Input records
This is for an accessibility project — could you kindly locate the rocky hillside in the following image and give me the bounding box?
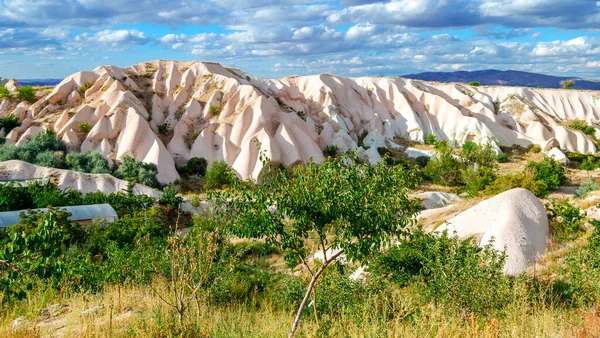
[0,61,600,183]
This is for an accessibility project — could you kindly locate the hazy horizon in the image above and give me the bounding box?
[0,0,600,79]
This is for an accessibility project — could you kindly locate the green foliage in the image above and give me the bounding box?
[0,114,21,135]
[77,122,92,134]
[425,134,437,145]
[213,157,418,331]
[114,156,158,187]
[0,85,10,98]
[178,157,208,176]
[526,156,567,190]
[546,198,587,241]
[323,144,340,158]
[208,104,221,116]
[158,123,169,134]
[79,81,94,94]
[0,209,77,299]
[483,173,548,197]
[560,80,575,89]
[575,177,600,198]
[17,86,35,102]
[369,229,511,315]
[65,151,110,174]
[206,160,237,189]
[158,186,183,211]
[0,130,67,165]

Do this
Reproduce all the items above with "accessibility project" replaced by "research study" and every other word left the same. Omit the pictures from your version.

Final result
This is for an research study — could you kindly locate the rocky hillside in the following image and give me the bounding box?
[0,61,600,183]
This is for an research study — could you kindly locate the hazy horizon in the image above and give me the bounding box?
[0,0,600,79]
This is for an research study — could you kindly locate the green foliage in the image above and give me the bounding box?
[0,114,21,135]
[77,122,92,134]
[425,134,437,145]
[213,157,418,331]
[114,156,158,187]
[0,85,10,98]
[178,157,208,176]
[526,156,567,190]
[546,198,587,241]
[323,144,340,158]
[208,104,221,116]
[158,123,169,134]
[79,81,94,94]
[0,209,77,299]
[483,173,548,197]
[560,80,575,89]
[575,177,600,198]
[17,86,35,102]
[369,229,511,315]
[65,151,110,174]
[206,160,237,189]
[158,186,183,211]
[0,130,67,165]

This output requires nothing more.